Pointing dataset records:

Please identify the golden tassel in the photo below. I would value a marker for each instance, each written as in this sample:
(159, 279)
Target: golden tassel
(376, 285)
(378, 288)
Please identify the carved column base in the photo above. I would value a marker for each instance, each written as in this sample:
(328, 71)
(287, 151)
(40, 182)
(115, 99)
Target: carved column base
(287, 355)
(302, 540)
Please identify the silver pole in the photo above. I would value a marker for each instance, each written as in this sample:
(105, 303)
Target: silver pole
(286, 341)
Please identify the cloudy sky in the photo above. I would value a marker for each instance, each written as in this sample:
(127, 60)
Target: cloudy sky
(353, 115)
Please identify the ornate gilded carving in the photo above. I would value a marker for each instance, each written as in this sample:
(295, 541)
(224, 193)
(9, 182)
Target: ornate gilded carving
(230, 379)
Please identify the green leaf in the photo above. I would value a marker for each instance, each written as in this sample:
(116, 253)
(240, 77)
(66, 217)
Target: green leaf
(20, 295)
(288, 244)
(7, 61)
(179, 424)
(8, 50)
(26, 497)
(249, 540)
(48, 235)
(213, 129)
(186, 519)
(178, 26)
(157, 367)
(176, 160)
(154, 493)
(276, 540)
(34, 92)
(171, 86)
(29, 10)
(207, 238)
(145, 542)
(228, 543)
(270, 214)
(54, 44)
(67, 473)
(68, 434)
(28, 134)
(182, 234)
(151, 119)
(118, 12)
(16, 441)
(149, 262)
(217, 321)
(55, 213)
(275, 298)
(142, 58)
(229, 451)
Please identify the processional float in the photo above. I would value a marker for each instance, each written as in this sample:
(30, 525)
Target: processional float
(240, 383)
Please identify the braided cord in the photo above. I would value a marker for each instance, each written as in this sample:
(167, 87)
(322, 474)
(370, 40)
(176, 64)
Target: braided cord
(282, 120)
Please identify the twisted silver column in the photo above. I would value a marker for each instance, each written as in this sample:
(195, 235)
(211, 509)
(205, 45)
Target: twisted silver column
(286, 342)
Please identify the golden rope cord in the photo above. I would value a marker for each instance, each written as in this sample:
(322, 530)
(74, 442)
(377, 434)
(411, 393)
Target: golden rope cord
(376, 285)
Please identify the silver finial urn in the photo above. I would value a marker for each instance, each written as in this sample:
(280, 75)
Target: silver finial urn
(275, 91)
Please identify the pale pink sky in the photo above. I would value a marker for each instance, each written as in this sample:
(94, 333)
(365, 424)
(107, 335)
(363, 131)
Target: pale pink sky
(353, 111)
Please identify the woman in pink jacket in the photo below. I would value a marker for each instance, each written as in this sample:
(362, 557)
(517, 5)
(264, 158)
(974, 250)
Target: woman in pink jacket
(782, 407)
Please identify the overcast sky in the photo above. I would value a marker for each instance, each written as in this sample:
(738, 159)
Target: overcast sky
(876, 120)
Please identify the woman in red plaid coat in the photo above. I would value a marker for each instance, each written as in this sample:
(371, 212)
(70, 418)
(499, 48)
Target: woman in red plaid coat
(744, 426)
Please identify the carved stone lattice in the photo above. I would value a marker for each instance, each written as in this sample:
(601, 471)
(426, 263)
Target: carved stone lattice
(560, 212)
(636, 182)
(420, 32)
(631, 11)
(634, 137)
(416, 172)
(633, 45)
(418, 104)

• GIVEN EXERCISE
Reproduce every line starting with the one containing "Please identify the carved stone" and going on through the end of the items, offsetting each number in the answer coordinates by adding 102. Leave the request lines and their sample coordinates unchanged.

• FINAL RESULT
Please identify the carved stone lattice in the photo above. I would value a marker for each instance, each written as in this sample:
(601, 471)
(426, 263)
Target: carved stone lattice
(662, 314)
(738, 284)
(522, 134)
(733, 113)
(736, 239)
(518, 274)
(735, 147)
(520, 206)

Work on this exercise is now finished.